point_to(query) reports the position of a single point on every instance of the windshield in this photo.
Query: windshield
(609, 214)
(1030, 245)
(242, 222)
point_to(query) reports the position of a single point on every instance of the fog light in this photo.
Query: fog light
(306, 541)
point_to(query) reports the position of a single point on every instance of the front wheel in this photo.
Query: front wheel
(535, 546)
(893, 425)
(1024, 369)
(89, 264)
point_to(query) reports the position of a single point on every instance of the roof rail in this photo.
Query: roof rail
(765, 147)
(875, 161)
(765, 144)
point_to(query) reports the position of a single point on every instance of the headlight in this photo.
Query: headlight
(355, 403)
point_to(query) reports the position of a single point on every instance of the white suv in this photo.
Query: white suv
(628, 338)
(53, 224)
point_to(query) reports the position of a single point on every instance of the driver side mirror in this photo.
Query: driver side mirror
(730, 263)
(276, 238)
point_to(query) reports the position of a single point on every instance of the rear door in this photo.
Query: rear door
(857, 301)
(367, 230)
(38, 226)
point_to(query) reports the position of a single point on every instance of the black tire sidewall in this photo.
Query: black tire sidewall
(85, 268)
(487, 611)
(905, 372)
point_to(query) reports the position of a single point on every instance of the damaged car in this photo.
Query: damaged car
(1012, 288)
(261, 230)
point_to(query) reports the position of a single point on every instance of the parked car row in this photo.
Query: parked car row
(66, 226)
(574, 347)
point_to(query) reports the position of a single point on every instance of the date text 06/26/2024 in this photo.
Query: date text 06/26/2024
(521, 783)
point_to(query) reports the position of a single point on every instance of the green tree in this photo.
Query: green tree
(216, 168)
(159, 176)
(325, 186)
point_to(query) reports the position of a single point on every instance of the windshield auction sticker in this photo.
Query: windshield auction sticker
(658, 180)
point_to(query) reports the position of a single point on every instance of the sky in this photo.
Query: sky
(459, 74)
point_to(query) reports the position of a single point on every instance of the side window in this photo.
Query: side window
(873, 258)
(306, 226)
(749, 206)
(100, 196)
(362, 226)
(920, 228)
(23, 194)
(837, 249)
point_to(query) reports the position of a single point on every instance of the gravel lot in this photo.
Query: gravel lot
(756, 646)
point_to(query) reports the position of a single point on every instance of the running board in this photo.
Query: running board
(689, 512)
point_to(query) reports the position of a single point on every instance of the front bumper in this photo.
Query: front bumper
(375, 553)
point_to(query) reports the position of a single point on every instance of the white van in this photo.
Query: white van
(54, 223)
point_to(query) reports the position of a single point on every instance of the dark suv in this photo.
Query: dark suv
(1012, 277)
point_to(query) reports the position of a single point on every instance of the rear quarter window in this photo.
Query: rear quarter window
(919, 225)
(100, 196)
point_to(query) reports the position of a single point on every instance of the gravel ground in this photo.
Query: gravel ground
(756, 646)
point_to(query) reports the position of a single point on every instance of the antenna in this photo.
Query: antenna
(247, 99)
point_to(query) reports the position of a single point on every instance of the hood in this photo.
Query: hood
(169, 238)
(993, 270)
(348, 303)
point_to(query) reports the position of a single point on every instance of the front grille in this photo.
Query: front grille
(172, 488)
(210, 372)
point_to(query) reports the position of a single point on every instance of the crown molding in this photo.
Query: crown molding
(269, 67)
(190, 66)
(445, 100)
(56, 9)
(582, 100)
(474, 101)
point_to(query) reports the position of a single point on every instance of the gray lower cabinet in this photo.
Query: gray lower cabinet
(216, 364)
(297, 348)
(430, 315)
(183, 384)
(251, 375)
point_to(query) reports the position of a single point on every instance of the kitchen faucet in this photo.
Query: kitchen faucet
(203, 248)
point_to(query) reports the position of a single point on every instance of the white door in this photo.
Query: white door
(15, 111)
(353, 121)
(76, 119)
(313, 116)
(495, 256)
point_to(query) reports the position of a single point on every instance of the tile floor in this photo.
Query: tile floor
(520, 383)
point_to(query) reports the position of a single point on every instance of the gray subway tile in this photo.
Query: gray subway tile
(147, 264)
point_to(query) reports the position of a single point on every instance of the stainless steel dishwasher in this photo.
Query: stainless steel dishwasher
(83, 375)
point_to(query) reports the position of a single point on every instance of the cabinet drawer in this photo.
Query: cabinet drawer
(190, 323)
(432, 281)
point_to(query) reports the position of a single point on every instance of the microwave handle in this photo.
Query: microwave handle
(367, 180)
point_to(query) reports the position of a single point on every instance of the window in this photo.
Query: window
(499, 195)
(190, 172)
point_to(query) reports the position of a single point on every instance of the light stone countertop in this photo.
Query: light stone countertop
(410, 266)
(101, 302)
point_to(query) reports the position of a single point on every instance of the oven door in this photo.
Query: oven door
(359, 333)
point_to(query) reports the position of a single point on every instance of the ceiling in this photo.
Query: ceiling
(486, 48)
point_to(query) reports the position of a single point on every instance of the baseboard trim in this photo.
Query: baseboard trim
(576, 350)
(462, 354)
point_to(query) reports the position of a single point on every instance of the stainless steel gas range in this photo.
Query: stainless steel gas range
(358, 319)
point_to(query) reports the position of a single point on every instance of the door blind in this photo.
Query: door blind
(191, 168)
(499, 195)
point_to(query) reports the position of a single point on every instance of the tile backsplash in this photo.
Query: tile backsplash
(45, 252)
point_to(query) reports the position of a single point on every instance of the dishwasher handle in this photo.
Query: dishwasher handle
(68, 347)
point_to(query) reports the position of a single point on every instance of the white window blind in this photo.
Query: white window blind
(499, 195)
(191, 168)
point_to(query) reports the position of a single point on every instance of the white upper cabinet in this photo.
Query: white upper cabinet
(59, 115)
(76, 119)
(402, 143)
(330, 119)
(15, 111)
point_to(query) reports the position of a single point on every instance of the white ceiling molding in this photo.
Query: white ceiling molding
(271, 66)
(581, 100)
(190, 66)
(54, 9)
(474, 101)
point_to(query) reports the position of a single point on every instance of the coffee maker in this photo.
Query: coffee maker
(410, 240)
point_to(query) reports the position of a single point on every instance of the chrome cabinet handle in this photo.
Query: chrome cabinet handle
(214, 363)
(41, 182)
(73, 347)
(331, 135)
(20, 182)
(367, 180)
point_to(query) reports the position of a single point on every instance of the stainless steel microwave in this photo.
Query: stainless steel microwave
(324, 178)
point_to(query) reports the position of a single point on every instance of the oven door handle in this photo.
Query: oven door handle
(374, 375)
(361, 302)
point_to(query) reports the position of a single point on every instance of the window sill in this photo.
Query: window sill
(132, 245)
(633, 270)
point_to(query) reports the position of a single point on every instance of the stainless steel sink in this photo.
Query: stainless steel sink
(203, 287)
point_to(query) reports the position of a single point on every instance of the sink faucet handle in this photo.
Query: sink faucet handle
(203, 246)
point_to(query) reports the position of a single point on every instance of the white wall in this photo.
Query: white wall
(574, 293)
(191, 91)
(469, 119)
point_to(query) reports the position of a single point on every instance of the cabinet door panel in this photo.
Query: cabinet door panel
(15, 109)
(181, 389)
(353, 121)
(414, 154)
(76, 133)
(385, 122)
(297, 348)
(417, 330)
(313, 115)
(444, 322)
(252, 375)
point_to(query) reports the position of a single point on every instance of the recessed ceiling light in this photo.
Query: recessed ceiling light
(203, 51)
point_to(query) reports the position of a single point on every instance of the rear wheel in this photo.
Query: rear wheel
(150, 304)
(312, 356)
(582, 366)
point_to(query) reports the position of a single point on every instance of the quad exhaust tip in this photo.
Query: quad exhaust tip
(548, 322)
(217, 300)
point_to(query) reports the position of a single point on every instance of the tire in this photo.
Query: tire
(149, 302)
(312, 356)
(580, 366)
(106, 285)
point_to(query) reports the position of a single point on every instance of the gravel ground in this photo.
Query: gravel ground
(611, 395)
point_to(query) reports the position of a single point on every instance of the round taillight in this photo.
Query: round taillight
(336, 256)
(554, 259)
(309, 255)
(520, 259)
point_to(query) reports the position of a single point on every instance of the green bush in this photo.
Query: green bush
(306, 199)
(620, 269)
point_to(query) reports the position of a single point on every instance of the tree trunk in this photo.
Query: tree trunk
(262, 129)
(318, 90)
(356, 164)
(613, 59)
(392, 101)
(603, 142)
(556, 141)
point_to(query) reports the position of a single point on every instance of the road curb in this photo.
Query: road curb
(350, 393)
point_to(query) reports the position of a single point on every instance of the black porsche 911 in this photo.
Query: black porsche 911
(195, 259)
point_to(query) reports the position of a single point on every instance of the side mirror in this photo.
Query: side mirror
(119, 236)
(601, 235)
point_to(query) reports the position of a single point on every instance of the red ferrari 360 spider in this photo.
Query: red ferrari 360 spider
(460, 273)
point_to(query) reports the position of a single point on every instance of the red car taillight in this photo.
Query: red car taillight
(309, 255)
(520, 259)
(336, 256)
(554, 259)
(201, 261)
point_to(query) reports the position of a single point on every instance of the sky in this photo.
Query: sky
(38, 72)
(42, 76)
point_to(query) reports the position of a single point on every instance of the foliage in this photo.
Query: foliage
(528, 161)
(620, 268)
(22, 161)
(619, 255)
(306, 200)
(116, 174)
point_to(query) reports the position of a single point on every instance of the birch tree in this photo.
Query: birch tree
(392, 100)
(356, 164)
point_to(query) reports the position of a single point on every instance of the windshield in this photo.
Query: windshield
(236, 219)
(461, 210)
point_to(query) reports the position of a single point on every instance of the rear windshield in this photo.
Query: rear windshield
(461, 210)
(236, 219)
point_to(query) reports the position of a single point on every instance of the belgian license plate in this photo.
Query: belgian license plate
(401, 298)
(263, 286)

TRY IT: Could you set down, word for word, only the lines above from the line with "antenna in this photo." to the line with "lower cabinet in this photo.", including both?

EXERCISE ANSWER:
point_to(query) reports the position of a single point on every instance of the antenna in this photo.
Query: antenna
(247, 99)
point_to(query) reports the position of a single point on every instance of the hood in this photo.
Query: hood
(169, 238)
(993, 270)
(348, 303)
point_to(query) reports the position of a single point on every instance of the front grille in this photo.
Query: front grille
(172, 488)
(210, 372)
point_to(query) reports the position of a single point on every instance of the crown molding in this photo.
Query: crown molding
(269, 67)
(190, 66)
(445, 100)
(56, 9)
(582, 100)
(474, 101)
point_to(query) reports the position of a single point on every instance of the gray lower cabinet in this photo.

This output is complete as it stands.